Panne de style : Fin de l'occident ou rebond annoncé ?
04 avril 2012
"Notre capacité à accueillir le changement perpétuel est limitée et, à l'heure actuelle, nous sommes saturés".
Celui qui parle ainsi, c'est Kurt Andersen, romancier et journaliste, ancien critique d'architecture et de design, dans un article de Vanity Fair, traduit il y a une semaine dans "Courrier International".
Alors que l'on constatait par le passé que les productions culturelles changeaient du tout au tout en vingt ans environ, on ne voit plus aujourd'hui de différences notables entre 2012 et 1992 : le cinéma, la littérature, la musique n'ont jamais aussi peu changé selon Kurt Andersen. Lady Gaga a seulement remplacé Madonna. Même s'il y a forcément des exceptions. Néanmoins, nous avons l'impression de vivre une époque où rien n'est obsolète, et rien n'est vraiment nouveau : "Tout nous va".
Le paradoxe, c'est que les technologies, elles, ont fortement évolué (internet, mobiles, smatphones), et c'est justement face à cette vertigineuse évolution que "nous nous cramponnons comme jamais à ce qui nous est familier en termes de style et de culture".
Mais, autre paradoxe, "nous avons beau avoir sombré dans un état de paralysie stylistique et être incapable de nous relever, nous sommes plus nombreux que jamais à consacrer beaucoup de notre temps et de notre énergie à nous préoccuper de notre style personnel".
La raison pour Kurt Andersen : c'est que le bon goût s'est démocratisé, les enseignes chic sont devenues un marché de masse.Les gens se ruent par millions dans les Apple Stores; tout le monde se prend pour un styliste amateur. "Les choses que nous possédons sont plus que jamais des accessoires de théâtre, les vêtements que nous portons sont des costumes de scène, les espaces où nous vivons, dînons, faisons nos achats et passons nos vacances, des décors".
C'est un peu comme si nous avions besoin d'être rassurés en ces temps déconcertants de grands chambardements technologiques. Mais Kurt Andersen y voit aussi une raison économique : ces enseignes qui font le style sont devenues des grandes multinationales, ces sociétés stylées sont des entreprises pesant plusieurs milliards de dollars, elles ne veulent pas changer trop rapidement : les Starbucks restent des Starbucks, les jeans restent des jeans; ceux qui occupent les places n'ont pas envie d'être trop vite balayés par un élan général d'innovation et de changement.

Exercice écrit. Réécrivez, s'il vous plaît, le passage de l'article sur la panne de style qui commence aux mots "C'est un peu" et s'arrête après "et de changement.", en remplaçant "multinationales" par "entreprises mondiales". Les données ci-dessous proviennent d'une autre source.

Données.
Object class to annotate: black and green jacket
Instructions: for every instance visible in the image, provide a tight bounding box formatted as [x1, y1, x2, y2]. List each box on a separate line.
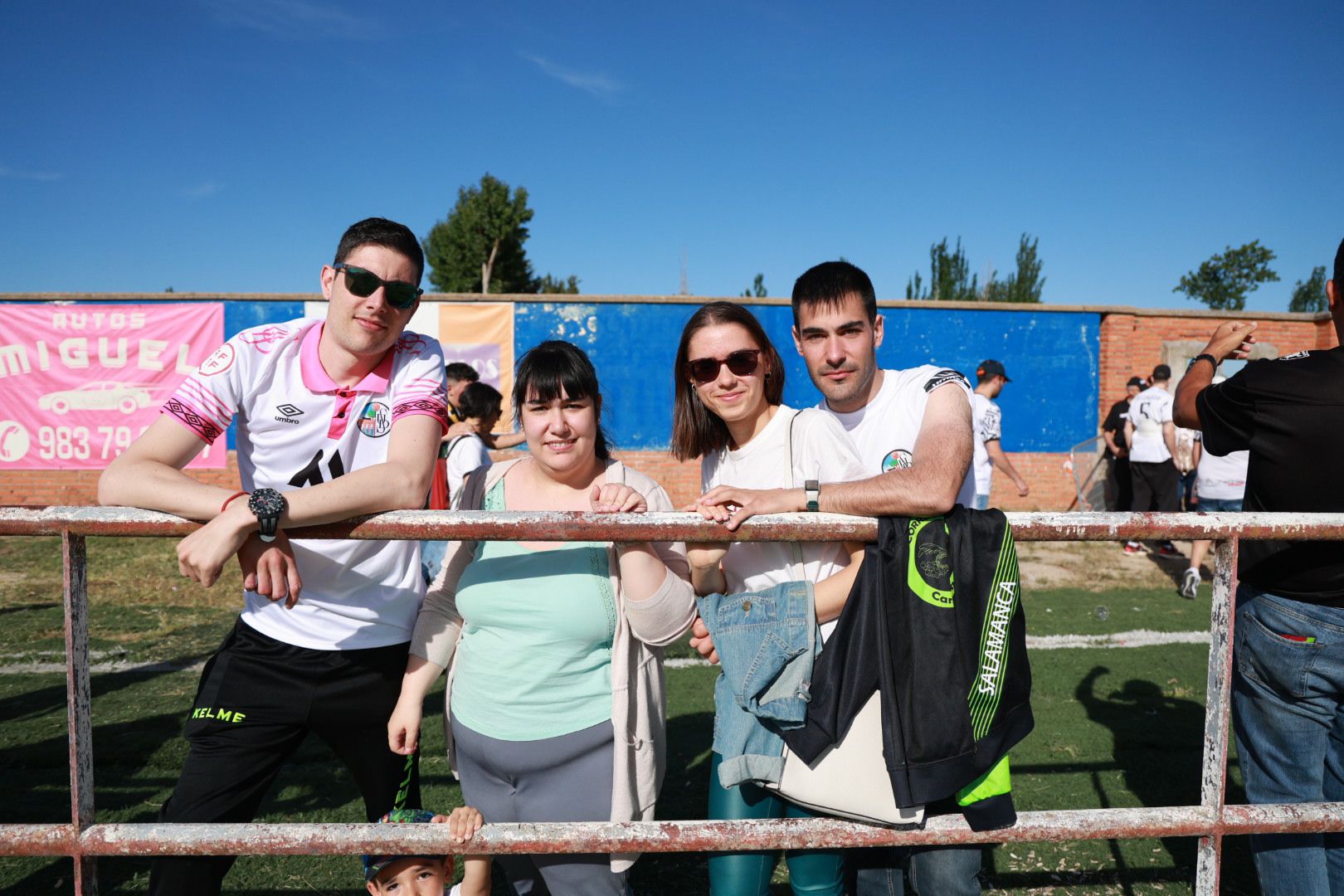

Corrigé.
C'est un peu comme si nous avions besoin d'être rassurés en ces temps déconcertants de grands chambardements technologiques. Mais Kurt Andersen y voit aussi une raison économique : ces enseignes qui font le style sont devenues des grandes entreprises mondiales, ces sociétés stylées sont des entreprises pesant plusieurs milliards de dollars, elles ne veulent pas changer trop rapidement : les Starbucks restent des Starbucks, les jeans restent des jeans; ceux qui occupent les places n'ont pas envie d'être trop vite balayés par un élan général d'innovation et de changement.